§ Data listing:
────────────────────────────────────────

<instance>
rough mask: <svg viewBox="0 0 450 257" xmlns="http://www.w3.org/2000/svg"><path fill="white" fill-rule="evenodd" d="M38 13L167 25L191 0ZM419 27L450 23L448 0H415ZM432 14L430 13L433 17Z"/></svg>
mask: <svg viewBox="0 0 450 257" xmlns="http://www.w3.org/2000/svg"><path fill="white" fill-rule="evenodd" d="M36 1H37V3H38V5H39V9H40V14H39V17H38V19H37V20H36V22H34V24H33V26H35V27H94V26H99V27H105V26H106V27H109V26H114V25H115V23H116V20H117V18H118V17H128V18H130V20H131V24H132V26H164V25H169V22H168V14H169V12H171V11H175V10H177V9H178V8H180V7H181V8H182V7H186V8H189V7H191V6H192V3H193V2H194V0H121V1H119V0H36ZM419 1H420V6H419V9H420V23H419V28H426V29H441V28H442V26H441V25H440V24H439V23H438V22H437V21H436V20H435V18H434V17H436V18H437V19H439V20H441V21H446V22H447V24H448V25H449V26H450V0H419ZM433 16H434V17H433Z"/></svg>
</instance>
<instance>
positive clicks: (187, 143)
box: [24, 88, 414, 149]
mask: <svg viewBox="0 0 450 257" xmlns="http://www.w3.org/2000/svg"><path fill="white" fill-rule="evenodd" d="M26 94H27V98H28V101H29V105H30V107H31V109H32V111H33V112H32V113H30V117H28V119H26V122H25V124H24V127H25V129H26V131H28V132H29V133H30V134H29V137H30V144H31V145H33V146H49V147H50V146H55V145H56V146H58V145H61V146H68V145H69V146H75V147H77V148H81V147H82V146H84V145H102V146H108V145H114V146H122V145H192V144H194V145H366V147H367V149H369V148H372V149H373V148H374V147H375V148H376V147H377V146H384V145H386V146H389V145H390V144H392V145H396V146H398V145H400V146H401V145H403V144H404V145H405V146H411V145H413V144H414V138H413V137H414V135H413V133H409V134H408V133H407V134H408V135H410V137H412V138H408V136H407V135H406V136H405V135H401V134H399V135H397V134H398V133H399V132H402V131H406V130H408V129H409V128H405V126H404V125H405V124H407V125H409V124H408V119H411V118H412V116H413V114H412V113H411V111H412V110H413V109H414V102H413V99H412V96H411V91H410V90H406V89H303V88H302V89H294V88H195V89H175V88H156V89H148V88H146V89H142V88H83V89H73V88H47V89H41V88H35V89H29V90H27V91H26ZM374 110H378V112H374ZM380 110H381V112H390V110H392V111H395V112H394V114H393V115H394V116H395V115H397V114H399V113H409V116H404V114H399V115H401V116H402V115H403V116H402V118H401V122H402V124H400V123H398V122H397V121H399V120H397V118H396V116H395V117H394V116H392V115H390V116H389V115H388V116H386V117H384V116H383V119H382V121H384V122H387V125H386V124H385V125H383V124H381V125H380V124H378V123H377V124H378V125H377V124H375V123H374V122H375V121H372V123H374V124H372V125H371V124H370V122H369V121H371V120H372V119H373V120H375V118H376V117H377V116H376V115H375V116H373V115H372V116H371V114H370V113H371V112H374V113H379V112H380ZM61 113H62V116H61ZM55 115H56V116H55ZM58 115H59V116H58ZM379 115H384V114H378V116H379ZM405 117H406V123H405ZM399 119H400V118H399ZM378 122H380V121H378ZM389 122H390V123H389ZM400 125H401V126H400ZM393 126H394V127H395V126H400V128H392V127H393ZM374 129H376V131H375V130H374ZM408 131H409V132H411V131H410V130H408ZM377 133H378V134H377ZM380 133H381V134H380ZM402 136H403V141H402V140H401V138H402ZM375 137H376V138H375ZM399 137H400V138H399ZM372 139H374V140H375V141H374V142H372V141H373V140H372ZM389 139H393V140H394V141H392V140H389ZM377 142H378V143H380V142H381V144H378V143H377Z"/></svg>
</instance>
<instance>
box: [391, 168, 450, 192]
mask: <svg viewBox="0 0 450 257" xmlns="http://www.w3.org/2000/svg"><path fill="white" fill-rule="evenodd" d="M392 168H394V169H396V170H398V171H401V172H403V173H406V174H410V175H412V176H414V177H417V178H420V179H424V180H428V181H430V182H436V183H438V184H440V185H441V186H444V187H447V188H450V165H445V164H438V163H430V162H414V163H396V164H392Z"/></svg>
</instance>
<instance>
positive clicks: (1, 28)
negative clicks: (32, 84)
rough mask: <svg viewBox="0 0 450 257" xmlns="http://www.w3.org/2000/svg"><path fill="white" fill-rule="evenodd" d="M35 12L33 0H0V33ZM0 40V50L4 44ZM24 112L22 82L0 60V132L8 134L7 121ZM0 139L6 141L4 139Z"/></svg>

────────────────────────────────────────

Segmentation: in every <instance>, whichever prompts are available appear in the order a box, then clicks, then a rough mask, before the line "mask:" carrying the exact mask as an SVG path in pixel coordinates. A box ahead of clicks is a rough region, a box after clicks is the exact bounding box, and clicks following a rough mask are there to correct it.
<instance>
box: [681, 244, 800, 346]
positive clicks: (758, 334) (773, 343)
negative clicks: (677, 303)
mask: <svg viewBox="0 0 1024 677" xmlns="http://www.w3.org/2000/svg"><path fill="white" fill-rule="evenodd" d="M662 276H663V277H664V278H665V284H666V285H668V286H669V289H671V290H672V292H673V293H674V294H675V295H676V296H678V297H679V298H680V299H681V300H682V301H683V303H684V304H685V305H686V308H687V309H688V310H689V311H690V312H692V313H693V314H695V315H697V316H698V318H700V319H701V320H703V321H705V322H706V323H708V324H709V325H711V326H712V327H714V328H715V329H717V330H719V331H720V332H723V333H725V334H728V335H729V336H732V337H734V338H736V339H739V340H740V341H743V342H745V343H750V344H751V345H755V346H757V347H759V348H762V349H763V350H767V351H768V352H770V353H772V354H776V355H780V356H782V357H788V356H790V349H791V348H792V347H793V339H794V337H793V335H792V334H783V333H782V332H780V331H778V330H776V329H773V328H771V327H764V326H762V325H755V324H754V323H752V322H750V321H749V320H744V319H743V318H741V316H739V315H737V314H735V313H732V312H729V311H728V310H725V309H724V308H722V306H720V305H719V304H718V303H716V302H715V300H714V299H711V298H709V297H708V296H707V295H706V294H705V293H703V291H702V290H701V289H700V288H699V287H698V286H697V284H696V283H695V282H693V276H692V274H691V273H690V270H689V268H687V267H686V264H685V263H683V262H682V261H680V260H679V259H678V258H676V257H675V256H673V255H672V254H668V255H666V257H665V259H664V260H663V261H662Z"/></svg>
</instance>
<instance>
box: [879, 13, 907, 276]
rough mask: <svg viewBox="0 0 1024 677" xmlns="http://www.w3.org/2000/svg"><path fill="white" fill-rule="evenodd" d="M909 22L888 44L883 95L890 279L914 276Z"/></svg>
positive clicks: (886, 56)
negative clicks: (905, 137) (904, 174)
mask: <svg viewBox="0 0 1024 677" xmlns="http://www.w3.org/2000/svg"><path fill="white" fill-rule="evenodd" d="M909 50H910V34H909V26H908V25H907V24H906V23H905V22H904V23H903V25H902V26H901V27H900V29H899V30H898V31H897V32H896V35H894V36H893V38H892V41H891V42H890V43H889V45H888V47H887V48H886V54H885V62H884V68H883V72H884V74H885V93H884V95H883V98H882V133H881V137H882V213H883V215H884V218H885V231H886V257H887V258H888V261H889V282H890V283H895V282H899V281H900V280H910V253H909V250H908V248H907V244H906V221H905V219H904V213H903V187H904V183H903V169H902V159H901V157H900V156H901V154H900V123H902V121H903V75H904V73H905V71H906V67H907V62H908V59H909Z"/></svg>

────────────────────────────────────────

§ Exercise description:
Recast the lines from the one containing "Segmentation: in every" up to and including the one containing "negative clicks: (677, 303)" as a Markdown table with the columns Row and Entry. Give each line its own numbered row, and leave out any blank lines.

§ Answer to this task:
| Row | Entry |
|---|---|
| 1 | Segmentation: in every <instance>, whichever prompts are available appear in the order a box, then clicks, then a rough mask, before the line "mask:" carrying the exact mask as an SVG path in pixel coordinates. A box ahead of clicks is a rough region, a box after clicks is the exact bounding box, and clicks following a rough mask are there to correct it. |
| 2 | <instance> |
| 3 | box: [681, 244, 800, 346] |
| 4 | positive clicks: (758, 334) (773, 343) |
| 5 | negative clicks: (677, 303) |